» **Extrait du document**

--------------------

Les Ambassadeurs francophones ont échangé le 21 décembre 2023, au siège des Nations Unies, avec Antonio Guterres, Secrétaire général de l’ONU, sur les préparatifs et les discussions intergouvernementales qui conduiront au Sommet de l’Avenir en septembre 2024, sur l’adoption, attendue du Secrétariat, du cadre d’action stratégique sur le multilinguisme à l’ONU, ainsi que sur les situations de crise.  

Bien que dense, cet ordre du jour a permis un dialogue sincère et en profondeur avec le Secrétaire général, et l’énoncé de divers engagements du Secrétariat au regard des préoccupations rappelées par le Groupe francophone, singulièrement dans le domaine de la diversité culturelle et linguistique et de la gouvernance du numérique.  

Le Président du Groupe, Représentant permanent de Djibouti, a d’emblée exprimé le plein soutien du Groupe des Ambassadeurs francophones au Secrétaire général et à l’ensemble de ses efforts pour la paix, soulignant que la valeur de la paix, au fondement de la Charte des Nations Unies, est également au cœur de la Charte de la Francophonie.  

La revitalisation du multilinguisme à l’ONU pourrait paraître accessoire face à l’ampleur des crises que traverse la communauté internationale. Pourtant, comme l’a dit avec force le Président du Groupe francophone, le Groupe a la conviction que le respect de la diversité culturelle et linguistique à l’ONU représente une solution évidente face au manque de confiance entre les Etats membres et au désengagement qui est constaté. La langue est et restera au cœur de la diplomatie.  

Dans le même sens, la Représentante de l’OIF a rappelé les valeurs cardinales qui irriguent les plaidoyers de Louise Mushikiwabo, Secrétaire générale de la Francophonie : la promotion de la diversité culturelle et linguistique d’une part, l’équité et la solidarité d’autre part. Ces valeurs sont en effet au cœur de la contribution de la Francophonie aux consultations onusiennes organisées dans le cadre de l’élaboration du Pacte numérique mondial de même que du Nouvel agenda pour la paix.  

Le Secrétaire général de l’ONU a souligné combien l’année 2023 marquée par des conflits qui font rage et le dérèglement climatique, a mis à mal la solidarité et la coopération internationale. Dans ce contexte, l’effort pour le multilinguisme est une question essentielle afin de garantir une action internationale qui prenne vraiment en compte notre pensée, notre culture et de toutes les nuances que nous souhaitons exprimer, particulièrement dans un monde où règne la méfiance.

--------------------

» **Segment de données**
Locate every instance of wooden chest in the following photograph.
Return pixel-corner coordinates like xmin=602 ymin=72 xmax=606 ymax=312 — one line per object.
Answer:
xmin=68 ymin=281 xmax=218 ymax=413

--------------------

» **Consigne**
Citez sans modification le passage de l'extrait sur l'échange entre les Ambassadeurs francophones et le Secrétaire général de l'ONU, en commençant par « Bien que dense, cet » et en poursuivant jusqu'à « gouvernance du numérique. ».

» **Solution rédigée**
Bien que dense, cet ordre du jour a permis un dialogue sincère et en profondeur avec le Secrétaire général, et l’énoncé de divers engagements du Secrétariat au regard des préoccupations rappelées par le Groupe francophone, singulièrement dans le domaine de la diversité culturelle et linguistique et de la gouvernance du numérique.